== Document ==
————————

I'm Not Adding Property Taxes and Insurance to My Monthly Mortgage Payment. Here's Why

Many or all of the products here are from our partners that compensate us. It’s how we make money. But our editorial integrity ensures our experts’ opinions aren’t influenced by compensation. Terms may apply to offers listed on this page.

KEY POINTS

  • Many mortgage lenders want you to put taxes and insurance money into escrow.
  • This means you pay toward taxes and insurance with each monthly mortgage payment you make.
  • I opt out of doing that because I don't want to tie up my money all year long when I could keep it in savings and earn interest.

I am buying a house soon. I got a mortgage to pay for the property since I can't afford to buy it outright and wouldn't want to tie up my money doing so anyway.

When I got my mortgage loan, though, one thing that I insisted on was that I did not want to put my property taxes and insurance payments into escrow. Here's what this means, along with why I wasn't interested in taking this approach.

What it means to escrow your property taxes and insurance payments

When you purchase a home, you don't just have mortgage costs to pay. You also must pay property taxes on the home, as well as homeowners insurance costs.

Many mortgage lenders want you to pay these costs throughout the year, adding them onto your monthly mortgage payment. For example, if your monthly mortgage payment for principal and interest would be $1,500 and your annual property tax bill and insurance bills add up to $5,000 total, you wouldn't just pay your $1,500 payment for your loan to your mortgage lender each month. Instead, each month you'd pay 1/12th of $5,000, or about $416.67, to your lender on top of the $1,500.

————————

== Point-based annotation data ==
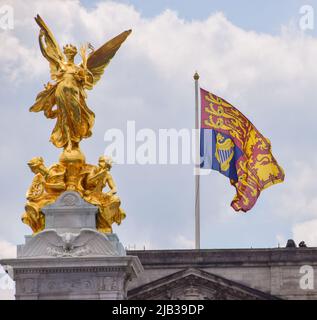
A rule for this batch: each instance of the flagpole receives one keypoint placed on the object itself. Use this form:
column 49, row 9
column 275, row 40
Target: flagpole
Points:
column 197, row 162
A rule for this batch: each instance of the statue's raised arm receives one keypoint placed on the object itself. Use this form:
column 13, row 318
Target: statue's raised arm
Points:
column 49, row 47
column 74, row 118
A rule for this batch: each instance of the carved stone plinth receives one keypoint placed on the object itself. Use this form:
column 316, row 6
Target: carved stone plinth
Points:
column 70, row 259
column 101, row 278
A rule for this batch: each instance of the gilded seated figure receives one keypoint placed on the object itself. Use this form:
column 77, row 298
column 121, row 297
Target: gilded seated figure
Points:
column 46, row 186
column 97, row 178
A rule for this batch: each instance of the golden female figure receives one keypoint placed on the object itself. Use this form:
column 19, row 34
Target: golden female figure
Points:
column 65, row 99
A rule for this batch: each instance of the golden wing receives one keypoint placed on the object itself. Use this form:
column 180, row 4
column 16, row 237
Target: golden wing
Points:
column 49, row 47
column 99, row 59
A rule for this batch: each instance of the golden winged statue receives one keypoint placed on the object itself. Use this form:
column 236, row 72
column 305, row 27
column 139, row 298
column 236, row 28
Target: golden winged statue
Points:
column 65, row 101
column 74, row 119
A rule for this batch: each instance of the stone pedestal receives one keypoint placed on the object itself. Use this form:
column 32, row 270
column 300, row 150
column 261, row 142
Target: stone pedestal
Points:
column 70, row 259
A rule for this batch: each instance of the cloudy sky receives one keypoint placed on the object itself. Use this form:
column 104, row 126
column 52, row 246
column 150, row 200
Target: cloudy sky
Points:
column 252, row 53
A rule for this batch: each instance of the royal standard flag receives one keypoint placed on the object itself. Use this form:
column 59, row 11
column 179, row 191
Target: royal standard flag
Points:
column 232, row 145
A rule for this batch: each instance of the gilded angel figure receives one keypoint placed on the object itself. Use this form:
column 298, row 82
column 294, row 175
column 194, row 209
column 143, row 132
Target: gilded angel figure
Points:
column 65, row 99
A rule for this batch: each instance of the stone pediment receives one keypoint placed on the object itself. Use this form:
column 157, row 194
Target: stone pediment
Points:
column 195, row 284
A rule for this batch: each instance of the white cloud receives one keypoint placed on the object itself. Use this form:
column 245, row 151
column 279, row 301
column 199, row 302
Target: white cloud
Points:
column 184, row 243
column 7, row 289
column 271, row 78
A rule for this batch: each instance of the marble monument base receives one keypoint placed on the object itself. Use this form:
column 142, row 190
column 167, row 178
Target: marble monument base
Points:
column 70, row 259
column 99, row 278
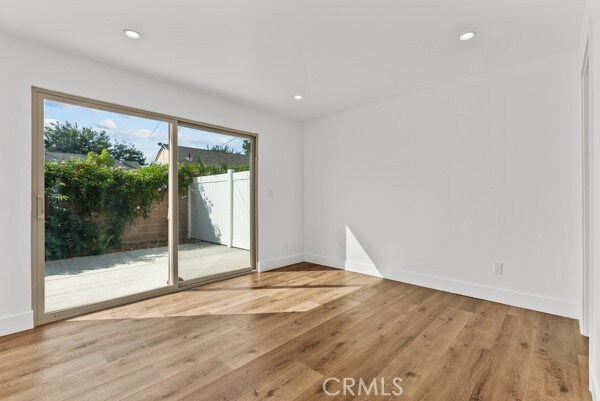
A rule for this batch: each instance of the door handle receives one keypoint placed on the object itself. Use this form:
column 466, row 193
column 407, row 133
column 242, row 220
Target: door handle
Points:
column 40, row 207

————————

== Work to complete ==
a – Reproduce the mortgage article word for word, starting at "I am buying" and continuing up to and including "taking this approach.".
b – In the mortgage article's example, how much would be paid to the lender each month on top of the $1,500 loan payment?
c – List every dollar amount mentioned in the mortgage article.

== Responses to the tasks ==
a –
I am buying a house soon. I got a mortgage to pay for the property since I can't afford to buy it outright and wouldn't want to tie up my money doing so anyway.

When I got my mortgage loan, though, one thing that I insisted on was that I did not want to put my property taxes and insurance payments into escrow. Here's what this means, along with why I wasn't interested in taking this approach.

b – About $416.67, which is 1/12th of $5,000.

c – $1,500; $5,000; $416.67